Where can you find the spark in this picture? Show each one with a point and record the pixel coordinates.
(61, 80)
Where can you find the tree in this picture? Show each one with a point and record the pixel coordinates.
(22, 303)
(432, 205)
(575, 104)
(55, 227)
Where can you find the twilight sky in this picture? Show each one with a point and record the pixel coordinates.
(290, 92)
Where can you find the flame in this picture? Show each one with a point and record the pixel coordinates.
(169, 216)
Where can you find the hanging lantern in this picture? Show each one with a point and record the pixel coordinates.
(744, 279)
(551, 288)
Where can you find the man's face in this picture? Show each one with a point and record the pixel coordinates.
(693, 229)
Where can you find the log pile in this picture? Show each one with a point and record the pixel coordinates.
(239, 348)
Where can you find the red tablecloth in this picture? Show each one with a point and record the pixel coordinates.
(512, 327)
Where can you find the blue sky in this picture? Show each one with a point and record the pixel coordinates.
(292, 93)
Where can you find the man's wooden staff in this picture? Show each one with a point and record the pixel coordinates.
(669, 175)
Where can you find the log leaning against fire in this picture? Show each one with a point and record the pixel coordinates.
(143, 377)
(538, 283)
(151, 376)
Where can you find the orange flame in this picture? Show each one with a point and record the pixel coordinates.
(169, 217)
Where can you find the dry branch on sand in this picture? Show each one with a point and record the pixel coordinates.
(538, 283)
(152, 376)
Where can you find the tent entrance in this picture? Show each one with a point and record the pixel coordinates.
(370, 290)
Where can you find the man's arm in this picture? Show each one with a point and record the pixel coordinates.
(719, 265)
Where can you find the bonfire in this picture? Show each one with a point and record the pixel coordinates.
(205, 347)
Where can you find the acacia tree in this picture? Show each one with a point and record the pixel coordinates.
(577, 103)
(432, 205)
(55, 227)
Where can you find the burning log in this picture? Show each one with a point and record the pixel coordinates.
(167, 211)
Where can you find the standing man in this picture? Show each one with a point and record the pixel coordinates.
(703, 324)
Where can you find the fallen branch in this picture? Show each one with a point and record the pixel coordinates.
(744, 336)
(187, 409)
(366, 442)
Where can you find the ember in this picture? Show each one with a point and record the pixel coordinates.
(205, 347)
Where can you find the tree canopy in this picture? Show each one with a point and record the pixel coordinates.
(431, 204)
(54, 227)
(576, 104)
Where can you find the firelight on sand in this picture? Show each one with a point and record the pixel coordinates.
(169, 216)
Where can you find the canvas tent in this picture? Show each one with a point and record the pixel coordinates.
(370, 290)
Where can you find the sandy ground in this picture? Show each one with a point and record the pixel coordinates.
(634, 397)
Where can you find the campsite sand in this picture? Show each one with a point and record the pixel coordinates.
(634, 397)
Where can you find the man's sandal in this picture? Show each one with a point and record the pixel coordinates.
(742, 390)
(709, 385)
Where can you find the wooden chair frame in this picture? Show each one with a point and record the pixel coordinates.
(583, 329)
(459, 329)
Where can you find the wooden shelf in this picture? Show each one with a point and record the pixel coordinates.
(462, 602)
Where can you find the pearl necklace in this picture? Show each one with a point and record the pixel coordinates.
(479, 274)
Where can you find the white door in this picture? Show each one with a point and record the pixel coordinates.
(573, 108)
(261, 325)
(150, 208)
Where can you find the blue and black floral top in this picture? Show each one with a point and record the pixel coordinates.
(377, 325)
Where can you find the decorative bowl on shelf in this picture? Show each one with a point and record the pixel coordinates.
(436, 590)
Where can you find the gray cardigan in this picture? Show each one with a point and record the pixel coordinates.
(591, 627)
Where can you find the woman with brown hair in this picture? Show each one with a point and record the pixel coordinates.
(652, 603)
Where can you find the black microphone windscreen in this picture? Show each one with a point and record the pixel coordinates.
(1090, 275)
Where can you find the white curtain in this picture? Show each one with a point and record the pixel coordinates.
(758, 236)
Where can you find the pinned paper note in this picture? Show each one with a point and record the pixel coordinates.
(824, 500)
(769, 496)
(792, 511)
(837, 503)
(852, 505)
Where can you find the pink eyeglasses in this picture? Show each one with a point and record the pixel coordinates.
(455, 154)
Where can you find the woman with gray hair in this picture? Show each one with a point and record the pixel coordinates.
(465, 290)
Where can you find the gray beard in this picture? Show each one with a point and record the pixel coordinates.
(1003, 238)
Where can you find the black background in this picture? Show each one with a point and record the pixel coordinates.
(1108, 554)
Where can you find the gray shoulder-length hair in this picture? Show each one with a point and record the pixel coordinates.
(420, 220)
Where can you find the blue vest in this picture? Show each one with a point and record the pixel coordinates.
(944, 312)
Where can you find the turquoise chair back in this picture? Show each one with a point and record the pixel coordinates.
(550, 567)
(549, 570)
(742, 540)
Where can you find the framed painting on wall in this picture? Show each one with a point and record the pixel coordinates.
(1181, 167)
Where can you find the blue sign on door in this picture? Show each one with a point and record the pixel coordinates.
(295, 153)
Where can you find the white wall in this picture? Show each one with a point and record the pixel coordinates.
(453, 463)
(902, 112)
* * *
Set down exactly what runs from the line with "Where can you find the blue vest" to the last line of the data above, including both of those lines and no others.

* [SOLUTION]
Where can you find the blue vest in this picture? Show each one with a point and record the pixel coordinates.
(944, 312)
Where can you find the turquoise chair back in this picture? Show each one with a point and record the pixel coordinates.
(550, 567)
(549, 570)
(742, 540)
Where can you find the framed painting on wall in this picture? Show each one with a point and record the pixel coordinates.
(1181, 167)
Where can you find the blue sign on door in this picture? Show each one with a point and record the pixel coordinates.
(295, 153)
Where can you find the white wall in this picture? Show each one with a point and record the pixel coordinates.
(453, 463)
(902, 112)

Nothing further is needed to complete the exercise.